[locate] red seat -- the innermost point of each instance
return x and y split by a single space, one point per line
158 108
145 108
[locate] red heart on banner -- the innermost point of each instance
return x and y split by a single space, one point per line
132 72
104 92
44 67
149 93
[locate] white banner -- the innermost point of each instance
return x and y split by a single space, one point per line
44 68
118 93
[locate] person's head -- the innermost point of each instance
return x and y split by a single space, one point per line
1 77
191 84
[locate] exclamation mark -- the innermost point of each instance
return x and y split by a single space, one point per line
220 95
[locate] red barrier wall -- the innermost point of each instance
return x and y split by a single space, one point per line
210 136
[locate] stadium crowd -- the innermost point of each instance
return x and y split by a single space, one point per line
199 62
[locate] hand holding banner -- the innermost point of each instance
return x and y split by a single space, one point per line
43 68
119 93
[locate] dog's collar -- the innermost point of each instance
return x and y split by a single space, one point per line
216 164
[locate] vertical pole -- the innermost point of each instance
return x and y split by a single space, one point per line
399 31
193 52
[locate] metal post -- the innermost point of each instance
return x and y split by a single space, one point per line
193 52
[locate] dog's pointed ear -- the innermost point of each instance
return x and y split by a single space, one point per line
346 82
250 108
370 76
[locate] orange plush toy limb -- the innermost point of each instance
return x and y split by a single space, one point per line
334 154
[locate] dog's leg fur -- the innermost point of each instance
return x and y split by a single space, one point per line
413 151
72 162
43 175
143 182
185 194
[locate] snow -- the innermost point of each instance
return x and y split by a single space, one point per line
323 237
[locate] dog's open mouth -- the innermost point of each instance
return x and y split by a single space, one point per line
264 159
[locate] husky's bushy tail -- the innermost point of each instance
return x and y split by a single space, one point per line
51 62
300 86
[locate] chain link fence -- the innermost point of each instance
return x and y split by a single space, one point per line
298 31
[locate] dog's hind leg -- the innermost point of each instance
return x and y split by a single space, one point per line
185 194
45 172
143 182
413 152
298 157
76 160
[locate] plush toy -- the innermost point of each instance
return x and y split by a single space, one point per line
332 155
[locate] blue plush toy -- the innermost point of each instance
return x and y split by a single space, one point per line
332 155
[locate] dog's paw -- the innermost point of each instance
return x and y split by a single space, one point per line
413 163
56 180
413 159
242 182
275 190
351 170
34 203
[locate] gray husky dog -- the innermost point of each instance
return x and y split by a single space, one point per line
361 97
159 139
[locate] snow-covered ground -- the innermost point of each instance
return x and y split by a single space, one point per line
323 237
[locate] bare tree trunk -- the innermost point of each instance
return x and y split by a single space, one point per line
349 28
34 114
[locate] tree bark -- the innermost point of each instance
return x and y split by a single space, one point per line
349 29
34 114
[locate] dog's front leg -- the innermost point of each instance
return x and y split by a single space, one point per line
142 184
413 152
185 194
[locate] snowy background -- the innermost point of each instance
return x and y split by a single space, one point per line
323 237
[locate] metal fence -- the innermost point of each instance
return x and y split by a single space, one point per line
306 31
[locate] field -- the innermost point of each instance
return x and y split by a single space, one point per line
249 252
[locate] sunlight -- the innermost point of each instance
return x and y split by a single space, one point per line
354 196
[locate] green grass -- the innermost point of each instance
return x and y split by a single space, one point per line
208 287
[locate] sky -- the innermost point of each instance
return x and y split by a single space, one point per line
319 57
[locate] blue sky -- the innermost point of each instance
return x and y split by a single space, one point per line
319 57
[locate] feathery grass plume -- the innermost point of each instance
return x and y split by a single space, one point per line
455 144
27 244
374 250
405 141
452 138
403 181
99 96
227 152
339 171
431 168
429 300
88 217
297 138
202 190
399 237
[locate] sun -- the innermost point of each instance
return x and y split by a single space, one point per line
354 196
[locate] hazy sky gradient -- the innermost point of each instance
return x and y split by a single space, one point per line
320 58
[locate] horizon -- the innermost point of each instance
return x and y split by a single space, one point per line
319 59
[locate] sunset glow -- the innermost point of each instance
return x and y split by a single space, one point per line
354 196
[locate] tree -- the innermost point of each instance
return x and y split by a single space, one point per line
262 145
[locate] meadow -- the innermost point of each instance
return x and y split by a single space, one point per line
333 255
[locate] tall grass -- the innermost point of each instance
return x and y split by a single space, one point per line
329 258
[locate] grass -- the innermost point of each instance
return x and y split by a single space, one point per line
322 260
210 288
...
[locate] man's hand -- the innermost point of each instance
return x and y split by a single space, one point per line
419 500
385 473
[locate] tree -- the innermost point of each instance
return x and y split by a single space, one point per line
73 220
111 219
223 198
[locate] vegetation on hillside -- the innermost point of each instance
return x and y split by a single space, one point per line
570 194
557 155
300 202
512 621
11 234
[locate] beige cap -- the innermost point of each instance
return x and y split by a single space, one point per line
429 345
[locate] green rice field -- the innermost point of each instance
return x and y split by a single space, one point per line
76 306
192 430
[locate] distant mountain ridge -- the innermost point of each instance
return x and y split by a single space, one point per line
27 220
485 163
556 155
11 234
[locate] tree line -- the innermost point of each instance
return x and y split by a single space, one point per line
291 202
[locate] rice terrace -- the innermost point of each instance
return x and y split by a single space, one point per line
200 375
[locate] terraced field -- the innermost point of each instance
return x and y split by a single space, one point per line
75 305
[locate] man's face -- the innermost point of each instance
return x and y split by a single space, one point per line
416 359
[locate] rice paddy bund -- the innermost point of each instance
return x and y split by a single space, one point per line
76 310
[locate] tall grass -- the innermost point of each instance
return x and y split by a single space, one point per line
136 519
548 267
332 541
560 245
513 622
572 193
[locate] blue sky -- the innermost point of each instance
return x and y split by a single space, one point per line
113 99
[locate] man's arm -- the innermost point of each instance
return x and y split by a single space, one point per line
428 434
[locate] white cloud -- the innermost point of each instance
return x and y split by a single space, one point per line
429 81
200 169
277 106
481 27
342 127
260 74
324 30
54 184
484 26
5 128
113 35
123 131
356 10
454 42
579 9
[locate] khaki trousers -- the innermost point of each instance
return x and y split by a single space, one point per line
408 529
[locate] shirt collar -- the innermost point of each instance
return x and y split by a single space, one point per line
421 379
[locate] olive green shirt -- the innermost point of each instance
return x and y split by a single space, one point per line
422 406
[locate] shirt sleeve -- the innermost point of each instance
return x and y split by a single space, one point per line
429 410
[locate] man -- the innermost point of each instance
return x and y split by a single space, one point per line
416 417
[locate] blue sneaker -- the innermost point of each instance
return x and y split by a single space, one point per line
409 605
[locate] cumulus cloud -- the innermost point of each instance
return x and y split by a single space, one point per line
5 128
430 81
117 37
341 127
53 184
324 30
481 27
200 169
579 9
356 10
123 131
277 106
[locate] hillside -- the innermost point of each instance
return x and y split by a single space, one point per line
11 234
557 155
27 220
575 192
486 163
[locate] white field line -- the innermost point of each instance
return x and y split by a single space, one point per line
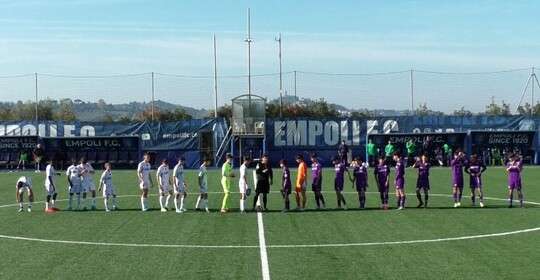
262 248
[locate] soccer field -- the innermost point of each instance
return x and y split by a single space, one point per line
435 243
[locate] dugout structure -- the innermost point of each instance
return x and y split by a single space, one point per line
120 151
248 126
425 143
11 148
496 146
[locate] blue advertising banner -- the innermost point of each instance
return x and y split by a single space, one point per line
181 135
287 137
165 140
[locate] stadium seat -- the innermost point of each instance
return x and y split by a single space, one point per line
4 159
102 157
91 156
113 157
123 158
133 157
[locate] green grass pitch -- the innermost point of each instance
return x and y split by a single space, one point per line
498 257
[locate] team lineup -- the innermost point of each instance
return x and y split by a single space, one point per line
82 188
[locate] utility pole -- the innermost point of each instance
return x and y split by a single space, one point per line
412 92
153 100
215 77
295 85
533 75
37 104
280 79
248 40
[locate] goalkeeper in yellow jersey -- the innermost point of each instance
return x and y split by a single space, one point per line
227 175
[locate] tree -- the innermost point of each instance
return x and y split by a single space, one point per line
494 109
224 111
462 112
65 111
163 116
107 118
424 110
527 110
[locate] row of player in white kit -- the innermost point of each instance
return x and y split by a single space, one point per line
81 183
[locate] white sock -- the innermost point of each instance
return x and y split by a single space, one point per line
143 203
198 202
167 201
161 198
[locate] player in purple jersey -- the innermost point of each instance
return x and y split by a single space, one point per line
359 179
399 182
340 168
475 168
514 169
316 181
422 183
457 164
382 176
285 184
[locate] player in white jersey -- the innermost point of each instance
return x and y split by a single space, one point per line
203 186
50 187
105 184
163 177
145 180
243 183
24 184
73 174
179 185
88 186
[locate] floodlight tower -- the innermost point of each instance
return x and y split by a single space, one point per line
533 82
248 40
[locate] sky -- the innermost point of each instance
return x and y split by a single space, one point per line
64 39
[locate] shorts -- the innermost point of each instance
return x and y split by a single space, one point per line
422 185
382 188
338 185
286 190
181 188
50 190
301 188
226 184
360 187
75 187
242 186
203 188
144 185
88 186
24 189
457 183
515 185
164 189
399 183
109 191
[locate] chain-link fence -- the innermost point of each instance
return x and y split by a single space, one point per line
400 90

**PROBLEM TO SOLVE:** Among the entries, copy every line containing the word "shirt".

**EXERCISE SOLUTION:**
[locate] shirt collar -- the innermost point of each instance
[locate] olive green shirt -- the innermost point of each instance
[locate] shirt sleeve -- the innermost point of each instance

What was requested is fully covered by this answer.